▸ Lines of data
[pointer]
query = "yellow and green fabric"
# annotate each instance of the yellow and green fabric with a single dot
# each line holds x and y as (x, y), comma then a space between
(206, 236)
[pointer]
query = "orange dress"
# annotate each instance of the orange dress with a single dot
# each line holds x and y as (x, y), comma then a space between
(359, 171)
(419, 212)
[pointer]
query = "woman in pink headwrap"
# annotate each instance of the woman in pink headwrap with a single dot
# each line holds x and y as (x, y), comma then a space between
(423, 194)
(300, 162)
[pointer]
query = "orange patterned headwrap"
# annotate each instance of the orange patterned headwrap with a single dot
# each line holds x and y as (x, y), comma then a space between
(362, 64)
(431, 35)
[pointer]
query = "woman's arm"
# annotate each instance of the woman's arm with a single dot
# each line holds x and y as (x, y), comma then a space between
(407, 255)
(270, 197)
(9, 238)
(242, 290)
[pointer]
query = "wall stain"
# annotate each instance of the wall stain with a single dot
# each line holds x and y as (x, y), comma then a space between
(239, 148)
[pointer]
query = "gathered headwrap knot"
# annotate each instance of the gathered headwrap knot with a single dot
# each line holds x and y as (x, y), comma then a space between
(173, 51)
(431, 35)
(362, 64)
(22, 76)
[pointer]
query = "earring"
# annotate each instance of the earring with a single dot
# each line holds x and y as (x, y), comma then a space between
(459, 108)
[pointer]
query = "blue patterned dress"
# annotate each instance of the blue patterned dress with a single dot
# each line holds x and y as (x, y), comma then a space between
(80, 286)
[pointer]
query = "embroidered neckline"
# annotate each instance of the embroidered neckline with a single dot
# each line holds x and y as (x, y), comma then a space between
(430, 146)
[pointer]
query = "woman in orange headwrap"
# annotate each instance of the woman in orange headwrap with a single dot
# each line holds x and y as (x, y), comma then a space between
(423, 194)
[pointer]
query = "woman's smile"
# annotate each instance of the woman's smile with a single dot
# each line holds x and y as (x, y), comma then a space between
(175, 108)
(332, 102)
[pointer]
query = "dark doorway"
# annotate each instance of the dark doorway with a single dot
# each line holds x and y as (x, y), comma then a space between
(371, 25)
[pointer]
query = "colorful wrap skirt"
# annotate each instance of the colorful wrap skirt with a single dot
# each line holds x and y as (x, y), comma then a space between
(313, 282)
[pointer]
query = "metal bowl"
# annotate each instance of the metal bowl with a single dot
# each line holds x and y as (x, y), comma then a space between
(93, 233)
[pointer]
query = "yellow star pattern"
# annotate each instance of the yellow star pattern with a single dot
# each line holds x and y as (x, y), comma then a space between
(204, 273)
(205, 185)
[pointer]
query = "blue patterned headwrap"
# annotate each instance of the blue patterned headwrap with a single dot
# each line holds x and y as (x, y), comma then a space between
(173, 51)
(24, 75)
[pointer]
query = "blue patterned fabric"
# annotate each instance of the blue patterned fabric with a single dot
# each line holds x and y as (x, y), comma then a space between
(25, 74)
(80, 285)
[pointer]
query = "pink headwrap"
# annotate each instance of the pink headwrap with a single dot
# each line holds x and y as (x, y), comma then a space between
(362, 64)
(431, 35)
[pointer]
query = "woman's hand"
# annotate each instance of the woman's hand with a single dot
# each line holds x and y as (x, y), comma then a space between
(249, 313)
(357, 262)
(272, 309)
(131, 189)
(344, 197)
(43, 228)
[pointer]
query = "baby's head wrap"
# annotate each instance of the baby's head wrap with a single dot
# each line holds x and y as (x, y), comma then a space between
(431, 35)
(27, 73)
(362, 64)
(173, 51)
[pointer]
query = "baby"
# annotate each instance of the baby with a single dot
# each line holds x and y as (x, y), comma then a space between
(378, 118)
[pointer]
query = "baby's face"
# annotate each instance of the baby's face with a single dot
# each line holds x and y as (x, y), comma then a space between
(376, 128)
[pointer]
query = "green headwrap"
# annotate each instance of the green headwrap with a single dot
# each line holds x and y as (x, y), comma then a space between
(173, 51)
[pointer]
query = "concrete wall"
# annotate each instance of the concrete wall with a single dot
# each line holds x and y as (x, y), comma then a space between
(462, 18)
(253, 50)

▸ TASK
Select each line in the entries above that contains the word "gathered", and copy those lines in full.

▸ EXPECTED ANSWER
query = "gathered headwrap knot"
# annotate each instance of the gathered headwrap knot with a single dot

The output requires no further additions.